Task material:
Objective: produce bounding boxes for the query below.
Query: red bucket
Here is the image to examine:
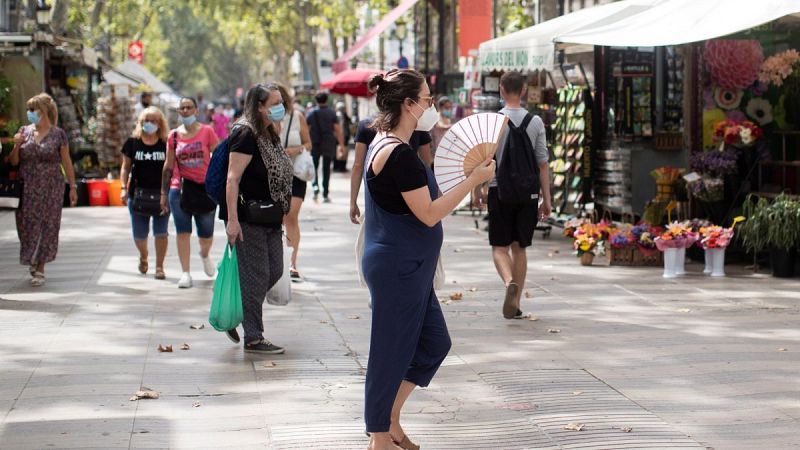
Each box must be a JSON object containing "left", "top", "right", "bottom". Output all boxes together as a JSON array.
[{"left": 87, "top": 179, "right": 109, "bottom": 206}]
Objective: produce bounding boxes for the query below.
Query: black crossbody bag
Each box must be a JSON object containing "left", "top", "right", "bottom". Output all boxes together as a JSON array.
[
  {"left": 174, "top": 132, "right": 217, "bottom": 215},
  {"left": 237, "top": 129, "right": 283, "bottom": 226}
]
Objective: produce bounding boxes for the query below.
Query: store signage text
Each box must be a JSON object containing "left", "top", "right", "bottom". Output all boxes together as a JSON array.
[{"left": 481, "top": 49, "right": 547, "bottom": 69}]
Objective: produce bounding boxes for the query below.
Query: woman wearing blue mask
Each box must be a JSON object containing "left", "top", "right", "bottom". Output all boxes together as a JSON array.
[
  {"left": 430, "top": 96, "right": 454, "bottom": 163},
  {"left": 160, "top": 97, "right": 220, "bottom": 289},
  {"left": 120, "top": 106, "right": 170, "bottom": 279},
  {"left": 9, "top": 93, "right": 77, "bottom": 287},
  {"left": 221, "top": 83, "right": 293, "bottom": 353}
]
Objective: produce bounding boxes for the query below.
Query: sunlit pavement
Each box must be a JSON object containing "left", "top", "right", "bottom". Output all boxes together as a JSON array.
[{"left": 0, "top": 171, "right": 798, "bottom": 449}]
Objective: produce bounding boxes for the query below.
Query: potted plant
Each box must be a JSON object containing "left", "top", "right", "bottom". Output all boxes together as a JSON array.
[{"left": 765, "top": 194, "right": 800, "bottom": 278}]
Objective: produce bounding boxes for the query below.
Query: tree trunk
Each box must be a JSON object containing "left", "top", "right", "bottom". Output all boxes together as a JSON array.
[
  {"left": 328, "top": 28, "right": 339, "bottom": 60},
  {"left": 303, "top": 1, "right": 321, "bottom": 88},
  {"left": 50, "top": 0, "right": 70, "bottom": 35}
]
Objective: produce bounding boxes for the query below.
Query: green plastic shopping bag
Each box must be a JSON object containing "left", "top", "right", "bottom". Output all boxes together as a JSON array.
[{"left": 209, "top": 244, "right": 243, "bottom": 331}]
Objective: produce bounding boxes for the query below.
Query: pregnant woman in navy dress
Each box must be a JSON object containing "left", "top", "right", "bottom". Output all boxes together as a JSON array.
[{"left": 362, "top": 69, "right": 495, "bottom": 450}]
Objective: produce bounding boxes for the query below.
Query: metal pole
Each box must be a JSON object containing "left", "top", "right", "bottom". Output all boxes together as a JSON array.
[
  {"left": 424, "top": 0, "right": 429, "bottom": 74},
  {"left": 437, "top": 0, "right": 444, "bottom": 91}
]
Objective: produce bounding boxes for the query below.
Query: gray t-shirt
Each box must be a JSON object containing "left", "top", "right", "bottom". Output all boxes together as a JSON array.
[{"left": 489, "top": 107, "right": 548, "bottom": 187}]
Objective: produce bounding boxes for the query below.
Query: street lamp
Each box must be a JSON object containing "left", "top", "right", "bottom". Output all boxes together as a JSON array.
[
  {"left": 393, "top": 18, "right": 408, "bottom": 68},
  {"left": 35, "top": 2, "right": 52, "bottom": 29}
]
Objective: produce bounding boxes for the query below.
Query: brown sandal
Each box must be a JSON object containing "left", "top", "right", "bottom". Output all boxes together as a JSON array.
[
  {"left": 138, "top": 258, "right": 148, "bottom": 274},
  {"left": 392, "top": 434, "right": 419, "bottom": 450},
  {"left": 154, "top": 268, "right": 166, "bottom": 280}
]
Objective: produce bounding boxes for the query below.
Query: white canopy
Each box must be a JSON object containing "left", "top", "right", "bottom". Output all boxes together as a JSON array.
[
  {"left": 478, "top": 0, "right": 659, "bottom": 72},
  {"left": 103, "top": 60, "right": 175, "bottom": 95},
  {"left": 556, "top": 0, "right": 800, "bottom": 47}
]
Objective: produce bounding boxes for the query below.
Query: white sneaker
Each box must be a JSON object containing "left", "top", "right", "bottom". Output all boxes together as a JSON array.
[
  {"left": 177, "top": 272, "right": 193, "bottom": 288},
  {"left": 201, "top": 254, "right": 216, "bottom": 277}
]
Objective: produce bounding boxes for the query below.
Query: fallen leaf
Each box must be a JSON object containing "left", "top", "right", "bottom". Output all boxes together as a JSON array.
[
  {"left": 444, "top": 300, "right": 453, "bottom": 305},
  {"left": 263, "top": 361, "right": 276, "bottom": 368},
  {"left": 572, "top": 391, "right": 583, "bottom": 395},
  {"left": 192, "top": 401, "right": 201, "bottom": 408},
  {"left": 551, "top": 276, "right": 558, "bottom": 281},
  {"left": 553, "top": 250, "right": 560, "bottom": 254},
  {"left": 548, "top": 328, "right": 561, "bottom": 334},
  {"left": 449, "top": 292, "right": 463, "bottom": 301},
  {"left": 621, "top": 427, "right": 633, "bottom": 433},
  {"left": 454, "top": 248, "right": 463, "bottom": 253},
  {"left": 564, "top": 423, "right": 585, "bottom": 431},
  {"left": 778, "top": 348, "right": 788, "bottom": 352},
  {"left": 347, "top": 315, "right": 360, "bottom": 320},
  {"left": 189, "top": 324, "right": 205, "bottom": 330},
  {"left": 157, "top": 344, "right": 173, "bottom": 353},
  {"left": 130, "top": 388, "right": 159, "bottom": 401},
  {"left": 180, "top": 343, "right": 190, "bottom": 351},
  {"left": 524, "top": 290, "right": 532, "bottom": 298},
  {"left": 319, "top": 320, "right": 329, "bottom": 324},
  {"left": 676, "top": 308, "right": 691, "bottom": 313},
  {"left": 468, "top": 287, "right": 478, "bottom": 292},
  {"left": 527, "top": 314, "right": 539, "bottom": 321}
]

Exercise: Among the lines above, which ones include the word "woman"? Copy them.

Response:
Query: woman wearing blue mask
Query: pregnant woman in navy dress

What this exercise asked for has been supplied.